# Условие задания
Подсчитайте строки листинга ниже, в которых встречается строка «destination». В ответе укажите только число.

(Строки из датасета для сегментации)
● ● ● ●
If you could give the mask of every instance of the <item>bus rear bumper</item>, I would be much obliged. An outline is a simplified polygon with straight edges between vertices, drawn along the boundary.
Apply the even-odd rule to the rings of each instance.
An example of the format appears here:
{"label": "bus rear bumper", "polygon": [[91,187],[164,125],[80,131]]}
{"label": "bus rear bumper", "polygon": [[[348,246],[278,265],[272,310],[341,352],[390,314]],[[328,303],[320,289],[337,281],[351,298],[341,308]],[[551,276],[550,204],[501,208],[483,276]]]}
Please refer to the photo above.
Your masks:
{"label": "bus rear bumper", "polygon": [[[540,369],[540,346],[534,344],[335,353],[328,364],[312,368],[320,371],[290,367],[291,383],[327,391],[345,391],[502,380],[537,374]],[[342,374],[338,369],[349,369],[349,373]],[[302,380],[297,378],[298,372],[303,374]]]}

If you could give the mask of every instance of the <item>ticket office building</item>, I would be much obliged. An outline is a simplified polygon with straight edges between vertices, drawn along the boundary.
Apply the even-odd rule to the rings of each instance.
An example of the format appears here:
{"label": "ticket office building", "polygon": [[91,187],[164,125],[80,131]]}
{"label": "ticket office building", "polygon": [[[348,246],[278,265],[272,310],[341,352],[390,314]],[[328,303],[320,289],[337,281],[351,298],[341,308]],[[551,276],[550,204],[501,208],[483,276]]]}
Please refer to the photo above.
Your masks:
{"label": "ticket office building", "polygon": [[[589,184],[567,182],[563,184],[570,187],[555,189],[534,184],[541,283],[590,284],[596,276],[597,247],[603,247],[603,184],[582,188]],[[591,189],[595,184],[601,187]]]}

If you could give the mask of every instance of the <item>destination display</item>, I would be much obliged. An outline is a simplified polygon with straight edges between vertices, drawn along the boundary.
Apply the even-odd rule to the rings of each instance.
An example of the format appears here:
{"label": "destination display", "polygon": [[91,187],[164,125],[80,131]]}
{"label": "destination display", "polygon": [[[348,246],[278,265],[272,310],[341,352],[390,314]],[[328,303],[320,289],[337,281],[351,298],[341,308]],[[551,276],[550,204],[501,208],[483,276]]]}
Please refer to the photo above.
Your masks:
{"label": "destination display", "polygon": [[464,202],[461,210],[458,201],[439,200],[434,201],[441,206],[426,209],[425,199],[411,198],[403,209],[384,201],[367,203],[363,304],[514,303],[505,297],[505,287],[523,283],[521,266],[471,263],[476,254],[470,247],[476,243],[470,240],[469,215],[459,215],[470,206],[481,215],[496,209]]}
● ● ● ●
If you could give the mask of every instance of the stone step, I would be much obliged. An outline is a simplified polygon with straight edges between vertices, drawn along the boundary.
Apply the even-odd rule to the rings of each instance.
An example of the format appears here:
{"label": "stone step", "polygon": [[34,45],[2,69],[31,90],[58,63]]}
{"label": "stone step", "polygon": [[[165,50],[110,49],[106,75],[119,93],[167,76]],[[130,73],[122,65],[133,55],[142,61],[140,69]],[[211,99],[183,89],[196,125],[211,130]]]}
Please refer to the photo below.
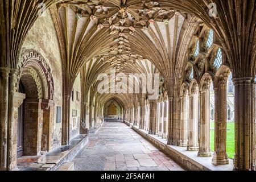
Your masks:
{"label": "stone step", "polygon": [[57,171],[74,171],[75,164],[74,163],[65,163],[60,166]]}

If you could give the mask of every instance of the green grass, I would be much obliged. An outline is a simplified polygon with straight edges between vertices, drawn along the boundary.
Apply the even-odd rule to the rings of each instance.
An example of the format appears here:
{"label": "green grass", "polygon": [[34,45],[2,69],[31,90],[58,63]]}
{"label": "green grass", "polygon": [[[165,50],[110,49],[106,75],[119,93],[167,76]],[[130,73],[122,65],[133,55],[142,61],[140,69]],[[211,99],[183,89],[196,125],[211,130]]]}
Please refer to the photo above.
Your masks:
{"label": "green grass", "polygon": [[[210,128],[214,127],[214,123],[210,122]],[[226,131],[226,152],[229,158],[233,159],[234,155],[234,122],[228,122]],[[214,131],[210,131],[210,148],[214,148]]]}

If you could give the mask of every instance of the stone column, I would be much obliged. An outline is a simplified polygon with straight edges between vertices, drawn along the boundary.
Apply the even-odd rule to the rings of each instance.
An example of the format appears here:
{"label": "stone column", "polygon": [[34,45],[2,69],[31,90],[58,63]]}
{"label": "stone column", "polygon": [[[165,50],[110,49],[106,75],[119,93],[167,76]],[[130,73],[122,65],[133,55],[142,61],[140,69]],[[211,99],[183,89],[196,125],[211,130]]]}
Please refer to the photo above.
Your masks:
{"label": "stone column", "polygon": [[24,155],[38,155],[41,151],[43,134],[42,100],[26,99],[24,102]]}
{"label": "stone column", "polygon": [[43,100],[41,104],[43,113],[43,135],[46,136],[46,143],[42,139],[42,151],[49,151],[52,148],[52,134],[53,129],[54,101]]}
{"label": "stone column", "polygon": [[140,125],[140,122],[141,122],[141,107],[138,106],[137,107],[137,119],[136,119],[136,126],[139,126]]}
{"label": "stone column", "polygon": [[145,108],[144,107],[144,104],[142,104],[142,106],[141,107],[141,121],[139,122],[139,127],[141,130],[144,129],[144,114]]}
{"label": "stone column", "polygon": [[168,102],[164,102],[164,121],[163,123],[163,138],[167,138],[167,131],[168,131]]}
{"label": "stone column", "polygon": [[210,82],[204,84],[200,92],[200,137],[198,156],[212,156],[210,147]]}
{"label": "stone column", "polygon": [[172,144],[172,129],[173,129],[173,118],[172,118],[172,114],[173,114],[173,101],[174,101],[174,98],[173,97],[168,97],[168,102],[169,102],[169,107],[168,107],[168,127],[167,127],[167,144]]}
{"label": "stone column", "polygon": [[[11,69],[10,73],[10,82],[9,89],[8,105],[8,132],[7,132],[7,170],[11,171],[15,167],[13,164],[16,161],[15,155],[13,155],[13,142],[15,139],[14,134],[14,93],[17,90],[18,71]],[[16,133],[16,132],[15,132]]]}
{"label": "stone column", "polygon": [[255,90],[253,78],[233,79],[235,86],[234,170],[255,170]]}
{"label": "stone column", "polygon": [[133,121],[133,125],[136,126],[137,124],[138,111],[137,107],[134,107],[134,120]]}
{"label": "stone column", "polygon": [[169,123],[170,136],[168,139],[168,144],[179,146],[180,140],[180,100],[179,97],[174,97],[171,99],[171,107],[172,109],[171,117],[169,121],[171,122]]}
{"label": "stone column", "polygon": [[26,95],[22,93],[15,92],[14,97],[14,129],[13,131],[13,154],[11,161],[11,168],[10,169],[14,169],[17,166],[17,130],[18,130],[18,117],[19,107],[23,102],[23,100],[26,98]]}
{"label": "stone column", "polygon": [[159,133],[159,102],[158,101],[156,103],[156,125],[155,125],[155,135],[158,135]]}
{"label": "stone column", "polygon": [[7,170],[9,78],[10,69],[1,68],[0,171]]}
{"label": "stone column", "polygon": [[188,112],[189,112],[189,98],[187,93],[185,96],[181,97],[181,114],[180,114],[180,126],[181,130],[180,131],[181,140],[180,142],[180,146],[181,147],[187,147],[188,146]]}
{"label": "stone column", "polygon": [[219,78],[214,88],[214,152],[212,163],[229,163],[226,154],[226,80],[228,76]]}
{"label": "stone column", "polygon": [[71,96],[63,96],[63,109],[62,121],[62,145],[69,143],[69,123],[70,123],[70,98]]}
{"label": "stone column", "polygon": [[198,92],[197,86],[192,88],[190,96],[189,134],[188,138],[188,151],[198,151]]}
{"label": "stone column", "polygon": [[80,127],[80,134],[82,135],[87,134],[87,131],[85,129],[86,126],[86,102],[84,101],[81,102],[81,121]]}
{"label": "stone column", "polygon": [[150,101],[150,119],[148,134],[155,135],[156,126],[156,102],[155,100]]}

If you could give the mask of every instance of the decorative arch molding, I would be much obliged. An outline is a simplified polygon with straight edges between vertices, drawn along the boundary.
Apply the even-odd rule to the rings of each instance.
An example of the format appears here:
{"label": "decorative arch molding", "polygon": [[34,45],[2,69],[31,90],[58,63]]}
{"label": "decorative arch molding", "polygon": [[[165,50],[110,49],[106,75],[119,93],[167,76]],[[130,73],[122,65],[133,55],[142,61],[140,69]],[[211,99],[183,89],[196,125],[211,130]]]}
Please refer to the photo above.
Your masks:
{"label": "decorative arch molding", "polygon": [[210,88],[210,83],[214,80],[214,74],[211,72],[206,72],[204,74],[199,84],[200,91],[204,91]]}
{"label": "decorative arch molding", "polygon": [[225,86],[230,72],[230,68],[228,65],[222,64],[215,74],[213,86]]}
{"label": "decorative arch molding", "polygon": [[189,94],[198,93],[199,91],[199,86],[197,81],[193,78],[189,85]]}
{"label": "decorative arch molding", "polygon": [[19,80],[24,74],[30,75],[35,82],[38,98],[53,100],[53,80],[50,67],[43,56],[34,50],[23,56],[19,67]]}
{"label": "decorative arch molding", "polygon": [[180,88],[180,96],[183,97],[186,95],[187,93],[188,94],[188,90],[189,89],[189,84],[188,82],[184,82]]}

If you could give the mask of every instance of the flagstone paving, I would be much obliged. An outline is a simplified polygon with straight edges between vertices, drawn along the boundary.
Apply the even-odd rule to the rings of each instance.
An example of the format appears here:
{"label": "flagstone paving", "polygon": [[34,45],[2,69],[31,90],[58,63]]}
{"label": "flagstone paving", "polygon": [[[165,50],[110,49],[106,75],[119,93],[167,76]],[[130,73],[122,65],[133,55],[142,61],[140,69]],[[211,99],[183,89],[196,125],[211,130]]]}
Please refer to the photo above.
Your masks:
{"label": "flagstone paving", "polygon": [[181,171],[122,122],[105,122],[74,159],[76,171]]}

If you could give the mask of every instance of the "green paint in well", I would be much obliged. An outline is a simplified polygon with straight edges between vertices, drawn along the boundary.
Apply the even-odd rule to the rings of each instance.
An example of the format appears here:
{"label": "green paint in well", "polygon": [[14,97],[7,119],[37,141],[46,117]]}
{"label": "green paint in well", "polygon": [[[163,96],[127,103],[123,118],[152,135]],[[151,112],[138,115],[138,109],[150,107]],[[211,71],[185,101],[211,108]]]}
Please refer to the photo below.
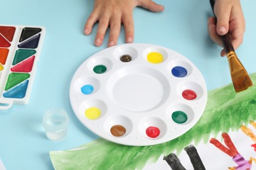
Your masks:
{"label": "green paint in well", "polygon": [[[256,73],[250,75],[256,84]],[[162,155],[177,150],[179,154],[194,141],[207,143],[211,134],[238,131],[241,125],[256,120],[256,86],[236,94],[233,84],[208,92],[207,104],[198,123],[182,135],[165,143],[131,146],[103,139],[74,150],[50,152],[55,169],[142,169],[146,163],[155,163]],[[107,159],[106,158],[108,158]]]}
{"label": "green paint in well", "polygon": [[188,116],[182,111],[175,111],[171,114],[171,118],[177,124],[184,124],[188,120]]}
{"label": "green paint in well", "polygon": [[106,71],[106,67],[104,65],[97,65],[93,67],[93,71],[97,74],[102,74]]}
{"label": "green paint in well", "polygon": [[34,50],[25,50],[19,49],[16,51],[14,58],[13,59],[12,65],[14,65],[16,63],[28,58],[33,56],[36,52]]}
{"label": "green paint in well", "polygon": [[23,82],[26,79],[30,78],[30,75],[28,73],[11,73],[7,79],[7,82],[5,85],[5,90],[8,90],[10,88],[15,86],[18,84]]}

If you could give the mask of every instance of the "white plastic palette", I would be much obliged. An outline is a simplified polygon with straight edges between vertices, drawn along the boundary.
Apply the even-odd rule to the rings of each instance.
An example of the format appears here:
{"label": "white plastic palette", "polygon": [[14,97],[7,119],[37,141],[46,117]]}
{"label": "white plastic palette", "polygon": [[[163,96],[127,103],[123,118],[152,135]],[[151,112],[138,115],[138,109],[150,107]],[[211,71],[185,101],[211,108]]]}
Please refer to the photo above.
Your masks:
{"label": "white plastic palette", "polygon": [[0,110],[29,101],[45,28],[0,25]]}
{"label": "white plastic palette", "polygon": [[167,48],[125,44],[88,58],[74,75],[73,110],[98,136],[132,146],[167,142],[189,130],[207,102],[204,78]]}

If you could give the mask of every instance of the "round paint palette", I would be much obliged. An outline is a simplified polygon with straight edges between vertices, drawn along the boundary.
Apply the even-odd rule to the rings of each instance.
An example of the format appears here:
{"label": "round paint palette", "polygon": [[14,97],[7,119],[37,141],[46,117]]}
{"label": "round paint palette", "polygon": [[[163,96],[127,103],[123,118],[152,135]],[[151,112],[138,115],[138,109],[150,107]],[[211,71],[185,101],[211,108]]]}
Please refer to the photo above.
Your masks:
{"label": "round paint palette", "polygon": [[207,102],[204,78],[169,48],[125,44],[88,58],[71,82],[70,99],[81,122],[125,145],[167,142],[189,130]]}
● ● ● ●
# Результат ниже
4